## WHAT THIS TASK INVOLVES
Treat the line containing "Where can the drooping" as the last one, and return every line exactly from the first line of the material below up to it.

-- Opening Marker --

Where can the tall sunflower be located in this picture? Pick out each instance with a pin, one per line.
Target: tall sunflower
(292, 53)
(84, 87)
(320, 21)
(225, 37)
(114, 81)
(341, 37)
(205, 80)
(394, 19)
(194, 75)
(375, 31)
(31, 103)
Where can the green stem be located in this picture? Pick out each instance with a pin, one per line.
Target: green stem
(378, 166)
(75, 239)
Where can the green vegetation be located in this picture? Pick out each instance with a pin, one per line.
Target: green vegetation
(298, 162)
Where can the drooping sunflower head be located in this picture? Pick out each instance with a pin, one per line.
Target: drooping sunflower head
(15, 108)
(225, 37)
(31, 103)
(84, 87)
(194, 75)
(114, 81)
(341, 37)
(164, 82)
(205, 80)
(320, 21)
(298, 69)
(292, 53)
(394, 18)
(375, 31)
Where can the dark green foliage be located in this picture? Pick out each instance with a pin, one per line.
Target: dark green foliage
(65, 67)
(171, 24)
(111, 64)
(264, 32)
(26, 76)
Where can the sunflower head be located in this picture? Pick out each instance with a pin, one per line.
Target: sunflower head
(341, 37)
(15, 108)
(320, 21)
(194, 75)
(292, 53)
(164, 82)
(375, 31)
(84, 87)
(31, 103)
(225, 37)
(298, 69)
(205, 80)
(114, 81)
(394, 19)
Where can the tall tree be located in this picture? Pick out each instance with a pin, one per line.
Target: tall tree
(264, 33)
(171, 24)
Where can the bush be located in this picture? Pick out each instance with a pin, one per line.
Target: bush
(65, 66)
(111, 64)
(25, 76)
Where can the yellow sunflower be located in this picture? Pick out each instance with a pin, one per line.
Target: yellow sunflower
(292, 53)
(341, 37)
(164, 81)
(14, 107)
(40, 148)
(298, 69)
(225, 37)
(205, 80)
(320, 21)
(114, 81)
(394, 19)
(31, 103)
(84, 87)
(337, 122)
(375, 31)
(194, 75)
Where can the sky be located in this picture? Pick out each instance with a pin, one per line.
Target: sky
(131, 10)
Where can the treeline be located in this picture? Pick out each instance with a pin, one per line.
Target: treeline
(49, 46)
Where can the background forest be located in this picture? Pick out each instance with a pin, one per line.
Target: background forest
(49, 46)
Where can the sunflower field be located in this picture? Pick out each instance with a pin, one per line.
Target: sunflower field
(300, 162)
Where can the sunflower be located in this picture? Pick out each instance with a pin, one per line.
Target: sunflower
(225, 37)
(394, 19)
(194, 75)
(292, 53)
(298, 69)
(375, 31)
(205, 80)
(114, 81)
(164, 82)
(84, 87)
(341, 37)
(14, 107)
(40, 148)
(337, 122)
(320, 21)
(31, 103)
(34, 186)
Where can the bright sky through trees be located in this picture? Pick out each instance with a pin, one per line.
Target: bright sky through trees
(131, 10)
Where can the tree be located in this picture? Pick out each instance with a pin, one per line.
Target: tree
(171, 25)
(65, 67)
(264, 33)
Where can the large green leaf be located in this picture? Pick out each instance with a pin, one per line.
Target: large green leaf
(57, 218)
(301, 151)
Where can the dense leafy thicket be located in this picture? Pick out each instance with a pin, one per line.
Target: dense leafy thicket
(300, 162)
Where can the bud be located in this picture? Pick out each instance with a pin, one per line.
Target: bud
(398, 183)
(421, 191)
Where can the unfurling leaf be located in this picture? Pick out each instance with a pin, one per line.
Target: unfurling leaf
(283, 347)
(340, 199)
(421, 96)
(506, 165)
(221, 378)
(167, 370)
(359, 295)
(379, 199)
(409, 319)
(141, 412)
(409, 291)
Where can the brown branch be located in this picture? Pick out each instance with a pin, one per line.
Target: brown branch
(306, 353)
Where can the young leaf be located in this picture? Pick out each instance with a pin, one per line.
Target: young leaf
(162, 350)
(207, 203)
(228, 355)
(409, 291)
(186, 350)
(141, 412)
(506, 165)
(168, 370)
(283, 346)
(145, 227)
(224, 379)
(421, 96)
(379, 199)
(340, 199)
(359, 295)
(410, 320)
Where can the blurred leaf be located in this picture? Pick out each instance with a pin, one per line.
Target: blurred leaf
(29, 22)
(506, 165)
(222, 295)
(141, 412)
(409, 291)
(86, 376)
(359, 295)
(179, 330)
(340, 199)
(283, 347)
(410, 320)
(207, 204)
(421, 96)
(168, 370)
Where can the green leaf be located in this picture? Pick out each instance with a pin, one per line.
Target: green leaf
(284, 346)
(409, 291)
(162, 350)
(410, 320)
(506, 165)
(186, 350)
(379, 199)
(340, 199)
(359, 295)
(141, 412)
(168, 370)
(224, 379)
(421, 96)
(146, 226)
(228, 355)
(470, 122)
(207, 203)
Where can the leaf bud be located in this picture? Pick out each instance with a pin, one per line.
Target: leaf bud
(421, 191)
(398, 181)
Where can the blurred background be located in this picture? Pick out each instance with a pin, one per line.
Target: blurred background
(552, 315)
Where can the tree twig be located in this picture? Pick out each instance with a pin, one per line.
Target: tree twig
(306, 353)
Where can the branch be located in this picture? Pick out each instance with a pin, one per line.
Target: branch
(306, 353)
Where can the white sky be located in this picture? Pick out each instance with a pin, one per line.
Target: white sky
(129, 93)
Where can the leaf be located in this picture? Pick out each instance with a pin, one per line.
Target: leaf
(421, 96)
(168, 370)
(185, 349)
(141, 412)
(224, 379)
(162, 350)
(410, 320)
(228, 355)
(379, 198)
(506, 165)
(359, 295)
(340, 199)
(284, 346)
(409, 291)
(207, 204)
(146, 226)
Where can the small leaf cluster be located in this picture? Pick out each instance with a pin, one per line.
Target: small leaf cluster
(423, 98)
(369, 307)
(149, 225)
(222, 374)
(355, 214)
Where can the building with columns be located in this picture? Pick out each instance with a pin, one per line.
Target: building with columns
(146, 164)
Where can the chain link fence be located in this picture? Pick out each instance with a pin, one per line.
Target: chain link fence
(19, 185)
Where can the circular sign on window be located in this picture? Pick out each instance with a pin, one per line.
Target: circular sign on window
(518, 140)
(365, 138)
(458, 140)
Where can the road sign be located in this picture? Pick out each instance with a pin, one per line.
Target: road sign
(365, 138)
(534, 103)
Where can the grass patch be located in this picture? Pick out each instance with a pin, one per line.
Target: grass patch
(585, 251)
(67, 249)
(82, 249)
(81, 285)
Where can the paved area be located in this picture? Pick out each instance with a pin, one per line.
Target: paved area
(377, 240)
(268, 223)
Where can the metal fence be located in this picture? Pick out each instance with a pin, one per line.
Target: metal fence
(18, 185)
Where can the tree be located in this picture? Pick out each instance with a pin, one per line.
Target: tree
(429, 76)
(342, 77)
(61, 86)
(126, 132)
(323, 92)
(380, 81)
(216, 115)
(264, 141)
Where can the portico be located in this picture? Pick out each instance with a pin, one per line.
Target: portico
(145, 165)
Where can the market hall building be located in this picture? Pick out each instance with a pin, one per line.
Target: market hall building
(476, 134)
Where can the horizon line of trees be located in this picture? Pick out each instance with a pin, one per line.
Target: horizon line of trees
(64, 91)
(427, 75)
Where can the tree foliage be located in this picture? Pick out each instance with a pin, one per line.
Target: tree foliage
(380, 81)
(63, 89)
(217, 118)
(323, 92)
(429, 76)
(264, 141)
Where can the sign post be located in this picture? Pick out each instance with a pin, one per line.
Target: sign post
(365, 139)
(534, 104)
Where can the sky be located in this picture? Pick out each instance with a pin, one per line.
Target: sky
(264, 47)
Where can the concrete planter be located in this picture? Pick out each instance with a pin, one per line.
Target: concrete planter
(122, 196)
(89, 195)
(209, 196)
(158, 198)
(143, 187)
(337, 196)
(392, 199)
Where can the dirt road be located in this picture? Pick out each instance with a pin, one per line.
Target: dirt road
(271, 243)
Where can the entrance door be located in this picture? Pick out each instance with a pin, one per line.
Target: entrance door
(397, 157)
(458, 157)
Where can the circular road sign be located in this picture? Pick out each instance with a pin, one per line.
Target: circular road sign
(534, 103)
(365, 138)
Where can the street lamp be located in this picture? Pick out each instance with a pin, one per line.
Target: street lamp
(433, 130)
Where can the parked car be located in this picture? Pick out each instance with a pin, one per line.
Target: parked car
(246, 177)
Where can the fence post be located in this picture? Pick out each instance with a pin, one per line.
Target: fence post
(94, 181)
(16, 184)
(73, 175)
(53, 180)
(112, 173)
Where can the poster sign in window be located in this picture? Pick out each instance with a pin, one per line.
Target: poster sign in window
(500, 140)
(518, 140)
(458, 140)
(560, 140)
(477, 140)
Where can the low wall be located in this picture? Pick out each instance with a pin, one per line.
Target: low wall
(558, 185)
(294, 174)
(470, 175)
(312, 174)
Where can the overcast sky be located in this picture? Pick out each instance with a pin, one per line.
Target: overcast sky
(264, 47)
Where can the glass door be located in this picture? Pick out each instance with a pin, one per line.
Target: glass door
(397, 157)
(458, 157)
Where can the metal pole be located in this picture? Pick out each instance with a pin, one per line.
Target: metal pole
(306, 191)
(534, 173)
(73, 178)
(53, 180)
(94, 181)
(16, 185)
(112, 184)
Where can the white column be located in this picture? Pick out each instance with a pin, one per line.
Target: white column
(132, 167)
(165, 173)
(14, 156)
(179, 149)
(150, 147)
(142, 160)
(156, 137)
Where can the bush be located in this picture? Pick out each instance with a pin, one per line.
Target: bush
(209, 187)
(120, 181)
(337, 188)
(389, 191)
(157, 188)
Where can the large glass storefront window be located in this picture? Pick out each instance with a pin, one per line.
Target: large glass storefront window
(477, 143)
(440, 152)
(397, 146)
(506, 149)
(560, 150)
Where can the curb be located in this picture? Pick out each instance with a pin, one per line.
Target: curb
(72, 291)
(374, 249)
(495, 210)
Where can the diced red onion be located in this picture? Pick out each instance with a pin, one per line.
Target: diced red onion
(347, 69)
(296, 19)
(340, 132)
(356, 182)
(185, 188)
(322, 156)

-- Closing Marker --

## WRITTEN SOLUTION
Where can the tall sunflower be located in this picture? Pick out each instance with a pin, one per line.
Target: tall sunflower
(292, 53)
(84, 87)
(320, 21)
(225, 37)
(114, 81)
(341, 37)
(205, 80)
(394, 19)
(194, 75)
(375, 31)
(31, 103)
Where can the green stem be located in this picture? Pick out each instance with a pin, one per line.
Target: green stem
(378, 166)
(75, 239)
Where can the green vegetation be located in this picture? Pick out each instance with a pin, one per line.
Target: green vegetation
(298, 162)
Where can the drooping sunflower head be located in this picture? Pick out each instance with a pin, one per line.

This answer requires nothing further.